◆ **The problem**
Write the next part of the passage on how OdinMonkey interrupts asm.js code without loop interrupt checks, picking up after its last sentence.

◆ **Extract**
((

Note that the loop itself is only 4 instructions, but we need 2 more instructions for the interrupt check. These 2 instructions can measurably slow down tight loops like this one. Can we do better?

OdinMonkey

OdinMonkey is our ahead-of-time (AOT) compiler for asm.js. When developing Odin, we (well, mostly Luke) tried to shave off as much overhead as possible, for instance we want to get rid of bounds checks and interrupt checks if possible to close the gap with native code. The result is that Odin does not emit loop interrupt checks at all! Instead, it makes clever use of signal handlers.

When the watchdog thread wants to interrupt Odin execution on the main thread, it uses mprotect (Unix) or VirtualProtect (Windows) to clear the executable bit of the asm.js code that’s currently executing. This means any asm.js code running on the main thread will immediately segfault. However, before the kernel terminates the process, it gives us one last chance to interfere: because we installed our own signal handler, we can trap the segfault and, if the address is inside asm.js code, we can make the signal handler return to a little trampoline that calls the operation callback. Then we can either jump back to the faulting pc or stop execution by returning from asm.js code. (Note that handling segfaults is serious business: if the faulting address is not inside asm.js code, we have an unrelated, “real” crash and we must be careful not to interfere in any way, so that we don’t sweep real crashes under the rug.)

This works really well and is pretty cool: asm.js code has no runtime interrupt checks, just like native code, but we can still interrupt it and show our slow script dialog.

))

◆ **Supplied records**
((

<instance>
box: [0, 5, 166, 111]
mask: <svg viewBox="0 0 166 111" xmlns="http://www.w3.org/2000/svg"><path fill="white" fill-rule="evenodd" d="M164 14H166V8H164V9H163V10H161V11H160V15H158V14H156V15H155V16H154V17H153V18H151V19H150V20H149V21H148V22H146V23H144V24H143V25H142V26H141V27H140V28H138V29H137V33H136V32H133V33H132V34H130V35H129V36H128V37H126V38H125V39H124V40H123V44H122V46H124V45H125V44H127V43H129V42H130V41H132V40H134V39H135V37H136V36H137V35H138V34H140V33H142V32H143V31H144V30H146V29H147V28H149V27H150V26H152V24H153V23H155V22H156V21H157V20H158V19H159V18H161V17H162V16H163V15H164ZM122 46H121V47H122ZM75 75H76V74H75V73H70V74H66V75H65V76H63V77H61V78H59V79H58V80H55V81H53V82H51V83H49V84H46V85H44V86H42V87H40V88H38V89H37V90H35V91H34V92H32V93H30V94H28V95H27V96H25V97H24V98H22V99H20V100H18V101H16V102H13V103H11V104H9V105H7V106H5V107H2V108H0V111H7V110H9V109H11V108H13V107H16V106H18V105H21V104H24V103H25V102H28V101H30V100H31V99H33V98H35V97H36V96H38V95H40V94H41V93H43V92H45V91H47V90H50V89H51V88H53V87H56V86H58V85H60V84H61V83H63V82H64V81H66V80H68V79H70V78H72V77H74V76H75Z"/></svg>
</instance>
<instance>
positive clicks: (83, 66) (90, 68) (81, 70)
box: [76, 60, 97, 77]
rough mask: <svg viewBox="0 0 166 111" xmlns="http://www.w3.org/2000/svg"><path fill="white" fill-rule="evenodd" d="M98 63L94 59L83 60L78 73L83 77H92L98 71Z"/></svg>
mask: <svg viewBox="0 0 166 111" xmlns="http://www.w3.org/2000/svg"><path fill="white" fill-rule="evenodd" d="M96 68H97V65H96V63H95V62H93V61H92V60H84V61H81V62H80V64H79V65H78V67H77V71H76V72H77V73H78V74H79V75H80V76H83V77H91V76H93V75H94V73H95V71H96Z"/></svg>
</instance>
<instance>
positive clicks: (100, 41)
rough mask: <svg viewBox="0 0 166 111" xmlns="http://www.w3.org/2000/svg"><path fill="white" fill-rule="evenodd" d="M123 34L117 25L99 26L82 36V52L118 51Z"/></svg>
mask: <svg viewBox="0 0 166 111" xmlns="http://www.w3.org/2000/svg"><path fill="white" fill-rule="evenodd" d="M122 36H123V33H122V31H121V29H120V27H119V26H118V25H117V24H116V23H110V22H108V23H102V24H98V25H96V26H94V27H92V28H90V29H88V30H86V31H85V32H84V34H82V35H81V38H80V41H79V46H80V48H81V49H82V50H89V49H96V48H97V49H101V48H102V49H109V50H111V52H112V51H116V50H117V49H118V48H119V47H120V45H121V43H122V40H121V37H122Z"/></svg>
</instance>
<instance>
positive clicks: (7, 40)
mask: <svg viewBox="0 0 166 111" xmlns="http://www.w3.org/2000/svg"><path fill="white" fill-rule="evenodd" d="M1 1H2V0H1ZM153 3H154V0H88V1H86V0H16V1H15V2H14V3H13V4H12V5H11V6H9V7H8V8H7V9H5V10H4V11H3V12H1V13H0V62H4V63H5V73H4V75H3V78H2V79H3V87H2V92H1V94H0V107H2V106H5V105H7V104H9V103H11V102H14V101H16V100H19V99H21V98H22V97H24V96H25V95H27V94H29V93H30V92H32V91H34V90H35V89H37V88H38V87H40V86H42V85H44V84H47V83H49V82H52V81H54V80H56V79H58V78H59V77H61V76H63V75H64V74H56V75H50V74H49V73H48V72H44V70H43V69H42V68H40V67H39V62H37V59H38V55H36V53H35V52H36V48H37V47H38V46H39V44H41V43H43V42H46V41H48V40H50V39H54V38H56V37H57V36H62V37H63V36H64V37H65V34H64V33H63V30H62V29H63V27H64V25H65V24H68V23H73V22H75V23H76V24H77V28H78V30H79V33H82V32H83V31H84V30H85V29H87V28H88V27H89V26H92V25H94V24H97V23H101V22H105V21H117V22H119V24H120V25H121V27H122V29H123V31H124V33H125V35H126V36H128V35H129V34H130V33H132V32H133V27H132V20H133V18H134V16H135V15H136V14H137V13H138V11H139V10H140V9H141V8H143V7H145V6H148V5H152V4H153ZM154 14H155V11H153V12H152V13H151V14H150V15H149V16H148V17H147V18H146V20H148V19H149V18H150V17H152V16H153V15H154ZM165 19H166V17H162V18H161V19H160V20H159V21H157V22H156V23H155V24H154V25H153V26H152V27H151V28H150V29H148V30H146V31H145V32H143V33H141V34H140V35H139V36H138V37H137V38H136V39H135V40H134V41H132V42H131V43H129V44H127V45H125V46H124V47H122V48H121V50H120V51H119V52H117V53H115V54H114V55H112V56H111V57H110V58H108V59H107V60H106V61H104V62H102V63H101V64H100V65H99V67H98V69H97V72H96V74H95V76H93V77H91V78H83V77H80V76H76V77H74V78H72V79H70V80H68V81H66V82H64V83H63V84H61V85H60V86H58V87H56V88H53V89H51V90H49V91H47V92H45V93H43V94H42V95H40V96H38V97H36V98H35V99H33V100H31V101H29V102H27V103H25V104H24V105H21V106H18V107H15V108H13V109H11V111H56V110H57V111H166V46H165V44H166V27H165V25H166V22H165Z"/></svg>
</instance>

))

◆ **Expected answer**
IonMonkey

A while later, Brian Hackett wanted to see if we could make IonMonkey (our optimizing JIT) as fast as OdinMonkey on asm.js code. This means he also had to eliminate interrupt checks for normal JS code running in Ion (we don’t bother doing this for our Baseline JIT as we’ll spend most time in Ion code anyway).

The first thought is to do exactly what Odin does: mprotect all Ion-code, trigger a segfault and return to some trampoline where we handle the interrupt. It’s not that simple though, because Ion-code can modify the GC heap. For instance, when we store a boxed Value, we emit two machine instructions on 32-bit platforms, to store the type tag and the payload. If we use signal handlers the same way Odin does, it’s possible we store the type tag but are interrupted before we can store the payload. Everything will be fine until the GC traces the heap and crashes horribly. Even worse, an attacker could use this to access arbitrary memory.

There’s another problem: when we call into C++ from Ion code, the register allocator tracks GC pointers stored in registers or on the stack, so that the garbage collector can mark them. If we call the operation callback at arbitrary points though, we don’t have this information. This is a problem because the operation callback is also used to trigger garbage collections, so it has to know where all GC pointers are.

What Brian implemented instead is the following:

  1. The watchdog thread will mprotect all Ion code (we had to use a separate allocator for Ion code so that we can do this efficiently).
  2. The main thread will segfault and call our signal handler.
  3. The signal handler unprotects all Ion-code again and patches all loop backedges (jump instructions) to jump to a slow, out-of-line path instead.
  4. We return from the signal handler and continue execution until we reach the next (patched) loop backedge and call the operation callback, show the slow script dialog, etc.
  5. All loop backedges are patched again to jump to the loop header.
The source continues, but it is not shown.